What is asked:
Every line of the material is to be repeated exactly as it stands.

[Start of Task material]

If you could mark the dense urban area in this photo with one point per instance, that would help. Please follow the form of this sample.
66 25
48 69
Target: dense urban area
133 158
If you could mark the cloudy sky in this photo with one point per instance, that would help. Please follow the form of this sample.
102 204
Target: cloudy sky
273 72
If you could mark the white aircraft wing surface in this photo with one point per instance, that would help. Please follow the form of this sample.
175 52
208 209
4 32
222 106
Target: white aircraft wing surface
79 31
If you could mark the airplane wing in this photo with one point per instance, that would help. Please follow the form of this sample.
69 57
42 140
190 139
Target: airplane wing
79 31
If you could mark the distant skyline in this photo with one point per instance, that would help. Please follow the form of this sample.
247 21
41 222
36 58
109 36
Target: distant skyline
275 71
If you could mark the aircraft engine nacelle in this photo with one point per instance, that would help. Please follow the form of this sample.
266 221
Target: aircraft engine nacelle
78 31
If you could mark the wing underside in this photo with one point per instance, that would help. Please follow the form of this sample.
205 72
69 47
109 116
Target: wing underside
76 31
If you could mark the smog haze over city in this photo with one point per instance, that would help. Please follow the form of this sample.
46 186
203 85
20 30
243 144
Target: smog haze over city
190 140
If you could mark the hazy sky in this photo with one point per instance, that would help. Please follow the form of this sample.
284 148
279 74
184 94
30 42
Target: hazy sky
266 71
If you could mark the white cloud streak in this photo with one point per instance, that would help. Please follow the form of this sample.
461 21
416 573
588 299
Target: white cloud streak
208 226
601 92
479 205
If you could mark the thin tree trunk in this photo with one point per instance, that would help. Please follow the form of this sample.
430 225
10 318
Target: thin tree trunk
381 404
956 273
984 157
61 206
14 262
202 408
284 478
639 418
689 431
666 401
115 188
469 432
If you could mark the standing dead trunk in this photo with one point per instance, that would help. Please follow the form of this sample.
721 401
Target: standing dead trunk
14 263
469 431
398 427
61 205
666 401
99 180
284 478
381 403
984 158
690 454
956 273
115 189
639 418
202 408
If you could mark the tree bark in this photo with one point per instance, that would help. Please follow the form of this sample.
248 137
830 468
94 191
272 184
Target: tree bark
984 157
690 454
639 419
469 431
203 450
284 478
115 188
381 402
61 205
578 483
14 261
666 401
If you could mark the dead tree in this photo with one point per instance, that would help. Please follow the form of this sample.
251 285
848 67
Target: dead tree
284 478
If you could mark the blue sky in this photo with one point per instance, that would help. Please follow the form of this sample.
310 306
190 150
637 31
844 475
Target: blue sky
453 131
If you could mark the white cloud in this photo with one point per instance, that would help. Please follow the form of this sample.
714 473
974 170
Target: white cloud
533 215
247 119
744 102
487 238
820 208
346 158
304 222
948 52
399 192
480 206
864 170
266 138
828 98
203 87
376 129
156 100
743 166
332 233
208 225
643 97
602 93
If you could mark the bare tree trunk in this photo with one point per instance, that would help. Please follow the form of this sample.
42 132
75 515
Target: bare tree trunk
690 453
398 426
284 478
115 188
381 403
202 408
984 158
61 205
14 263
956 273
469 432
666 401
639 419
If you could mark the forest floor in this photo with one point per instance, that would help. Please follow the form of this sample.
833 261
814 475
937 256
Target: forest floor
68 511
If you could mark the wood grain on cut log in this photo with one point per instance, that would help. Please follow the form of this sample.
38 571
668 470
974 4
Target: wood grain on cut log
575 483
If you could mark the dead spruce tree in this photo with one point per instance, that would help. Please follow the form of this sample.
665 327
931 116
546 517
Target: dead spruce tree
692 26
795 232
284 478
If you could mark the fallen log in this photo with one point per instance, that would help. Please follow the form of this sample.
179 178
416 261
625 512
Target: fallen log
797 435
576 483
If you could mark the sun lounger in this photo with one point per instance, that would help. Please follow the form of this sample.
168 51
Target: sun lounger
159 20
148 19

[End of Task material]

Answer below:
If you could mark the dense urban area in this photo with one point per instance, that would help. Please follow the form of this sample.
66 25
48 69
Target: dense urban area
133 158
If you could mark the cloudy sky in this photo with one point per instance, that would help. Please follow the form of this sample.
102 204
Target: cloudy sky
273 72
If you could mark the white aircraft wing surface in this photo with one point per instance, that would help. Please follow the form of this sample.
175 52
208 209
4 32
222 106
Target: white aircraft wing surface
79 31
If you could mark the airplane wing in this photo with one point per instance, that would help. Please follow the form of this sample.
69 57
42 140
190 139
Target: airplane wing
79 31
If you could mark the distant skyline in this photo with one point per instance, that would help. Please follow the form of this sample.
247 21
41 222
36 58
109 36
Target: distant skyline
275 71
If you could mark the aircraft engine nacelle in this photo with one point per instance, that would help. Please follow the form of this sample.
266 221
Target: aircraft engine nacelle
78 31
If you could mark the wing underside in this photo with one point per instance, that would help. Please follow the form of this sample.
205 72
69 47
109 116
Target: wing underside
76 31
If you could mark the smog haze over city in this photo with one point per instance, that would help. Please follow the form of this sample.
46 186
203 85
20 30
243 144
Target: smog haze over city
190 140
If you could mark the hazy sky in this photo with one point per instance, that would help. Please follow the form of this sample.
284 148
279 74
184 94
30 42
Target: hazy sky
266 71
If you could mark the white cloud streak in this photo with one point per instance, that would help. Please follow the form of this sample.
461 21
416 573
588 299
Target: white cloud streak
208 226
601 92
479 205
If you could mark the thin tree trunk in this photo with one point per instance, that would help. Please follow the form of this sample.
430 225
10 318
Target: thin tree trunk
381 404
956 273
984 157
61 206
14 262
202 408
284 478
639 418
689 431
666 401
115 188
469 432
If you could mark the standing dead trunk in this photo with one point per instance, that would help. Please follow the form of this sample.
721 401
Target: standing dead trunk
14 263
469 431
398 427
61 205
666 401
99 180
284 478
381 403
984 158
690 454
956 273
115 189
639 418
202 408
If you could mark the tree bark in this photo with one point per instance, that would help. Please follow the form of this sample.
248 137
830 468
94 191
272 184
Target: tree bark
984 157
690 454
639 419
469 431
203 450
284 478
115 188
381 402
61 205
578 483
14 261
666 401
If you could mark the dead tree in this photo with one point per instance, that would help. Please follow the form of this sample.
251 285
848 67
Target: dead tree
284 478
If you could mark the blue sky in this photo with one point per instance, that would help. Please follow the form of this sample.
310 306
190 150
637 31
844 475
Target: blue sky
453 131
If you could mark the white cloud in this photo with one point per instance, that would help. Please follow the form of this sample.
714 473
974 170
Target: white cloud
533 215
247 119
744 102
487 238
820 208
346 158
304 222
948 52
399 192
480 206
864 170
266 138
828 98
203 87
376 129
156 100
743 166
332 233
208 225
643 97
602 93
If you could mark the bare tree trunk in this photo with one point per instance, that would help. Please follow the form of this sample.
42 132
75 515
Target: bare tree trunk
690 453
398 426
284 478
115 188
381 403
202 408
984 158
61 205
14 263
956 273
469 432
666 401
639 419
If you could mark the forest floor in this photo with one point per instance, that would help. Please follow the form of this sample.
833 261
814 475
937 256
Target: forest floor
68 511
If you could mark the wood grain on cut log in this photo with one point per instance, that would help. Please follow the form of this sample.
38 571
668 470
974 4
Target: wood grain on cut log
575 483
If you could mark the dead spruce tree in this photo with one point per instance, that would help. Please follow the form of this sample.
665 327
931 116
546 517
Target: dead spruce tree
692 26
795 232
284 478
If you could mark the fallen log in this photo with one point per instance, that would help. Please follow the form of this sample.
179 178
416 261
625 512
Target: fallen log
797 435
576 483
If you could mark the sun lounger in this photo with one point per instance, that would help. Please follow the form of this sample.
168 51
Target: sun lounger
159 20
148 19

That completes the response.